Aim: Extract every line in the entries below that contains the word "orange", copying each such line in full.

Information given:

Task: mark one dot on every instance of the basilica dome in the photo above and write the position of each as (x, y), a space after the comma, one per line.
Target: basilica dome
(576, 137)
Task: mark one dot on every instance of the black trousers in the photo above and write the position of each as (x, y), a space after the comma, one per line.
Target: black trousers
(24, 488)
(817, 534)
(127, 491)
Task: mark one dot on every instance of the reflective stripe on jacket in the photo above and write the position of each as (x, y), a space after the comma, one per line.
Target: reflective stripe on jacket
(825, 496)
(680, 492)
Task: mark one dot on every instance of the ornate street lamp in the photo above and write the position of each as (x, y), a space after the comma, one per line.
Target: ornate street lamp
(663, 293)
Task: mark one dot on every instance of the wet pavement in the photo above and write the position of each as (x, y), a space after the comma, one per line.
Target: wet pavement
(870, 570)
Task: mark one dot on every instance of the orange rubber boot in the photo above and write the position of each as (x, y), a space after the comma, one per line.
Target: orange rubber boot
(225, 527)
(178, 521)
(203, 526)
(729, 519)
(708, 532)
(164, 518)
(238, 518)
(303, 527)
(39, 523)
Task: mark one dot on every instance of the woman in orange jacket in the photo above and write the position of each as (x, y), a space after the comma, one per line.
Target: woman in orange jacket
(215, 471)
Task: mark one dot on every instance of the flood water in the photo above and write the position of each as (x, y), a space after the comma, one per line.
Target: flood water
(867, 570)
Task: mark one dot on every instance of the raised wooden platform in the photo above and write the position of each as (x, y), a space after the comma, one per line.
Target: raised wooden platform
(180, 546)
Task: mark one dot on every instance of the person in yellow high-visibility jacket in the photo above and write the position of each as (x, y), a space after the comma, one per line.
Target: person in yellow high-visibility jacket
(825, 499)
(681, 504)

* * *

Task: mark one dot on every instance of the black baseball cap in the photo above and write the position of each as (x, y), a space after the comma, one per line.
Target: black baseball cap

---

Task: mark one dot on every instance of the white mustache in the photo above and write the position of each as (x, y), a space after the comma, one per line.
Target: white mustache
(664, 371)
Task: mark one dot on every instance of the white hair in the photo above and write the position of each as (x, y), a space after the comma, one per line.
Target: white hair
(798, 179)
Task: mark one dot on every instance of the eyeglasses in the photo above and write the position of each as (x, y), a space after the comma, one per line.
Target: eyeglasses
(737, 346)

Result of this task:
Task: mark one dot on every instance of the orange rubber boot in the photo above and write the position of each as (x, y), a space after the comma, one per line.
Target: orange rubber boot
Task: mark one dot on every instance of the woman in orange jacket in the photo above and write the position of each as (x, y), a space after the comma, one per line.
Target: woman in orange jacket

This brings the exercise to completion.